**Extract**.
▬▬▬▬▬▬▬▬▬▬

I think that the conventional wisdom is wrong. Unlike so many other industries, one of the wonders of the life sciences is that they can keep reinventing themselves through new knowledge, new technologies, and new innovations. One of the wonders of the U.S. is that it continues to be the heartland of life science innovation.

So what about the next wave?

I predict that life sciences are about to again become America's sunrise industry. Over the next ten years, we can expect to see an unprecedented explosion of new treatments that will help drive a revolution in health and wellbeing. Thank goodness - because we will need that revolution to address the unprecedented health challenges posed by the 54 million baby boomers in the U.S. who will be over 65 by 2020.

One technology that will play a big role is genomics. Genomics is the study and knowledge of our genetic makeup. By obtaining more knowledge of the genetic make up of subpopulations and of individuals more specific, more effective and safer treatments and preventions will be unleashed.

Roughly ten years ago, when a first draft of the humane genome was completed by the Human Genome Project, we were told by some that genomics was going to change the world.

It didn't change the world then -- but it will help us to now. It has taken a decade to learn how genetic knowledge could be turned into health power. That moment has arrived.

Already, thanks to genomics, we know that there are specific kinds of breast cancers affecting people with specific genes -- and now we have more specific and targeted effective new treatments for that disease. Researchers predict that the same will prove true of most other cancers. Likewise we are learning how chronic diseases such as diabetes are tied to the genetics of individuals, and we will be discovering ways to prevent disease well before the disease develops or to treat it in a targeted manner if it is discovered in later stages. There is hope that we can do the same with Alzheimer's disease, which we now see is also closely correlated to specific genes.

The genomics revolution is an example of what Harvard's distinguished expert on innovation, Clayton Christensen, describes as "disruptive innovation" -- a game-changing new factor that creates a tidal wave of transformation.

Until recently, we have seen disease as a homogenous condition that affects everyone who has the disease in the same way. Now we know that afflictions like cancer are not one disease, but are rather constellations of many diseases that affect different people differently. Likewise, until now most medicines have been one-size-fits-all, even though we knew that they worked great in some people, and less so, or not at all, in others.

All that will be changing -- in large part through genomics. We are entering the era of personalized health care. Our health will be improved, and disease prevented, according to what we need and what we know about ourselves. It's the same kind of individualized steps that might go with personal financial planning or choosing a family vacation -- except with more certainty of success than most of us achieve through financial or vacation planning!

This is enormously exciting. It is why life sciences will be our country's most important sunrise industry over the next several decades. Because of this sunrise, the tens of millions of baby boomers can expect to live longer and live better. And because of this sunrise, we will also have the power to avoid billions of dollars in new health care spending. For example, just imagine the costs we will save if we can prevent Alzheimer's, and keep millions of older Americans out of nursing homes. Good health will be good economics.

▬▬▬▬▬▬▬▬▬▬

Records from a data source
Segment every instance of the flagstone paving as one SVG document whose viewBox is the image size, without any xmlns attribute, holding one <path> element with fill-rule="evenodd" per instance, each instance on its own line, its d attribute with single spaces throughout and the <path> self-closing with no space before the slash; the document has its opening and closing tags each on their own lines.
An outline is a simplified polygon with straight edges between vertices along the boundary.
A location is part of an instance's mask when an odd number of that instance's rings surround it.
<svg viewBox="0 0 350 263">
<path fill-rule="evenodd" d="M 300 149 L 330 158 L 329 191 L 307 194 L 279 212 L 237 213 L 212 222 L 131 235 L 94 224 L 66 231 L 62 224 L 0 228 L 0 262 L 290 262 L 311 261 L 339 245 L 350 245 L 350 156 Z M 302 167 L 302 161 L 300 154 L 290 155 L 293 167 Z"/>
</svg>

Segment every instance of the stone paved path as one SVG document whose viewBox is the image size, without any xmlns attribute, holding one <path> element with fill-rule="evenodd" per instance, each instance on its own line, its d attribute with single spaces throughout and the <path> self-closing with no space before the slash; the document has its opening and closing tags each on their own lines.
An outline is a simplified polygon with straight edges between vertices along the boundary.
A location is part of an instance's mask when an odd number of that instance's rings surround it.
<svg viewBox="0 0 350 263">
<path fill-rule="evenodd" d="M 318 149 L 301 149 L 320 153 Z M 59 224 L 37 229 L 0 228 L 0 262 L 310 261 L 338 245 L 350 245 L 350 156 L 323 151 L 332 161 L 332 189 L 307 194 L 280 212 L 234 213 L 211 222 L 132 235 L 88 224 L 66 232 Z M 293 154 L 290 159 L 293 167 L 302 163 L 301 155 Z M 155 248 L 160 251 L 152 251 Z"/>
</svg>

▬▬▬▬▬▬▬▬▬▬

**Your tasks**.
1. List the means through which the genomics extract says the life sciences can keep reinventing themselves.
2. Echo the genomics extract from "So what about" up to and including "65 by 2020.".

**Task-by-task outputs**.
1. new knowledge, new technologies, new innovations

2.
So what about the next wave?

I predict that life sciences are about to again become America's sunrise industry. Over the next ten years, we can expect to see an unprecedented explosion of new treatments that will help drive a revolution in health and wellbeing. Thank goodness - because we will need that revolution to address the unprecedented health challenges posed by the 54 million baby boomers in the U.S. who will be over 65 by 2020.